**YOUR INSTRUCTIONS**
Lines containing "shirt": state how many there are in these entries, and write only that number.

**THE DATA**
━━━━━━━━━━
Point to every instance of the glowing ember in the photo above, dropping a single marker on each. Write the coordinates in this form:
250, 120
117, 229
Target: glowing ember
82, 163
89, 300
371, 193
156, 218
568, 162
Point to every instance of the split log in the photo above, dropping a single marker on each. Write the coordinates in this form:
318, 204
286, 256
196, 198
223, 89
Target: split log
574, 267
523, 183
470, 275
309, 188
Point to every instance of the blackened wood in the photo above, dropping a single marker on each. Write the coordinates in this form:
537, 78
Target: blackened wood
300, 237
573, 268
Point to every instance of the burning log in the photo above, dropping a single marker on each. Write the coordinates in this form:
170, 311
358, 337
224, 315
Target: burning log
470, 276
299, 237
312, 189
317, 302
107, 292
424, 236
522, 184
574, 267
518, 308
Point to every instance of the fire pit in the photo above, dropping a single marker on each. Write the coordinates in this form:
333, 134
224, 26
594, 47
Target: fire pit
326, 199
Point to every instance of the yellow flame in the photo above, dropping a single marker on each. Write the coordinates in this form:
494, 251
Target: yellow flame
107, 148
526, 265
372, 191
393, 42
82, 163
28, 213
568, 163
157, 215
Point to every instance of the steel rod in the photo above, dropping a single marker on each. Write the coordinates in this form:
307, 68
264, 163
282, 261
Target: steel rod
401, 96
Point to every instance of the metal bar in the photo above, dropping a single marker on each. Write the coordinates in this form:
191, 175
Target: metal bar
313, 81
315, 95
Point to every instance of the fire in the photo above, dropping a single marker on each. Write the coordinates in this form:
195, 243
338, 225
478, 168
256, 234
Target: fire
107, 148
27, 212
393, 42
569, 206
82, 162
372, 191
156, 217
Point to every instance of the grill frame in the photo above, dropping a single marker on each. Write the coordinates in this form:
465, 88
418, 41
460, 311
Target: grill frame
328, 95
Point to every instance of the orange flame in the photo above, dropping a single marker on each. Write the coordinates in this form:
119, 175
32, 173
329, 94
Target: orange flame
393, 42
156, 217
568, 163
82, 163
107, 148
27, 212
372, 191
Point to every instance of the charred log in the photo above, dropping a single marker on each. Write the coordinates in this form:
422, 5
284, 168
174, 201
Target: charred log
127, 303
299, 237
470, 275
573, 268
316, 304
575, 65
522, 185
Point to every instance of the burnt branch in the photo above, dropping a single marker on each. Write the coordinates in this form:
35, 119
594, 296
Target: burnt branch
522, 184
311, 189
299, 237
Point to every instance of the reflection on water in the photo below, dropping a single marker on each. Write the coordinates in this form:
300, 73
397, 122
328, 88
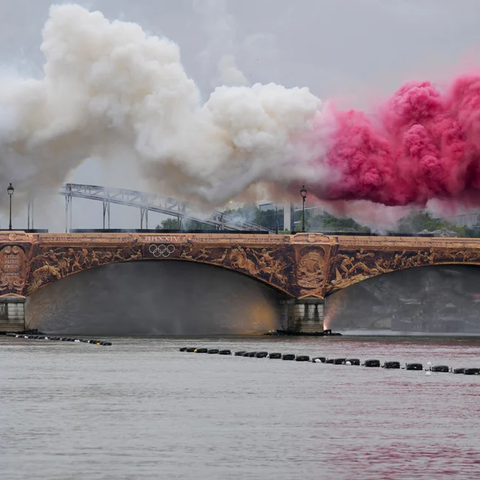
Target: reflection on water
442, 299
142, 410
155, 298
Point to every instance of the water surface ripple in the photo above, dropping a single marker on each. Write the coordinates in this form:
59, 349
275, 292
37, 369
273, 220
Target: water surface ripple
142, 410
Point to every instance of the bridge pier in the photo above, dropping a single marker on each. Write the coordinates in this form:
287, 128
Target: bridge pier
304, 315
12, 314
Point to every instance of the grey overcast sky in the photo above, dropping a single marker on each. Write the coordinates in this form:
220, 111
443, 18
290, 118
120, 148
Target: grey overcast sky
337, 48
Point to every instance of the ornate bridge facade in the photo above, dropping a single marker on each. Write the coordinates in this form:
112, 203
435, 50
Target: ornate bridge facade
305, 267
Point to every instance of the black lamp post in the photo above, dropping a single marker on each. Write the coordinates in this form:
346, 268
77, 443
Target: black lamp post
303, 193
10, 191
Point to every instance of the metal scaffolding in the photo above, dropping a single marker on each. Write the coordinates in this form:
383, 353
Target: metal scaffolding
147, 202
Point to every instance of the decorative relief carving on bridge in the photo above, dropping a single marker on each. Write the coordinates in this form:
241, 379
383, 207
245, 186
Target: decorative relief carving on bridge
307, 265
13, 267
311, 270
56, 263
353, 266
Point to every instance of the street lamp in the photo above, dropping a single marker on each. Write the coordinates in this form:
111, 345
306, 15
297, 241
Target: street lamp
303, 193
10, 191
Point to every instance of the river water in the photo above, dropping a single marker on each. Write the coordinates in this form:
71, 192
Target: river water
140, 409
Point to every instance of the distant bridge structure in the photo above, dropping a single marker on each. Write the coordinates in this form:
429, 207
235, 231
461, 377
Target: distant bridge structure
149, 202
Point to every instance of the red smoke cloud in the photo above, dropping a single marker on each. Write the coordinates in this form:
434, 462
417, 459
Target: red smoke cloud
422, 144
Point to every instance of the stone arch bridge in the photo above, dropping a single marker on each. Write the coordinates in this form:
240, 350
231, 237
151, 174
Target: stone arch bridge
305, 267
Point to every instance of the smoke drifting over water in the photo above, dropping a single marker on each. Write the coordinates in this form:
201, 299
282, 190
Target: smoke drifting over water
155, 298
439, 299
110, 87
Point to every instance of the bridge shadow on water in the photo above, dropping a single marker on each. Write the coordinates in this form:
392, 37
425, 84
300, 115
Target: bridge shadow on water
437, 300
155, 298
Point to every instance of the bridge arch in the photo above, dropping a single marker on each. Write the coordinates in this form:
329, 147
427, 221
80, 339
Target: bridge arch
54, 264
150, 298
442, 298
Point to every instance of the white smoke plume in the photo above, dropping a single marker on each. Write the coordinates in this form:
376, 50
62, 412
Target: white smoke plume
110, 86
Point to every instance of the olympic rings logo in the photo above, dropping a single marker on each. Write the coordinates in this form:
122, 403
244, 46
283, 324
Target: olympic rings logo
161, 250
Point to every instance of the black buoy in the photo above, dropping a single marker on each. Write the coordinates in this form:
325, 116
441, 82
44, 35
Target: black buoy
440, 368
302, 358
414, 366
261, 355
391, 365
353, 361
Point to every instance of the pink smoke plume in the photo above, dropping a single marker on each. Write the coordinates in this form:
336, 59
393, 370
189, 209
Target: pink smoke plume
421, 145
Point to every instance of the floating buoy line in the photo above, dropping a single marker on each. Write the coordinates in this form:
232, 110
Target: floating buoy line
59, 339
371, 363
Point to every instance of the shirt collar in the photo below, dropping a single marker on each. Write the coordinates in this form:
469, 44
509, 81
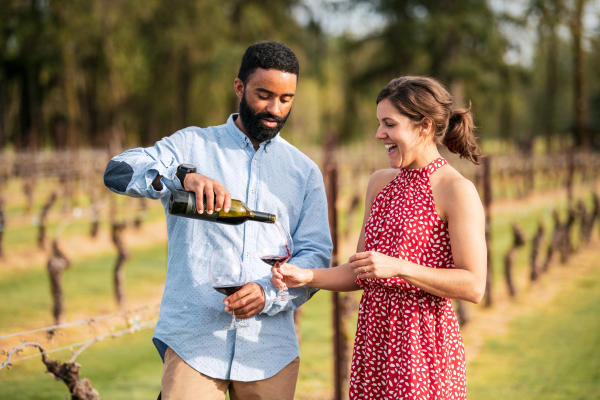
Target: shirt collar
━━━━━━━━━━
**REPLY TO THE TASK**
2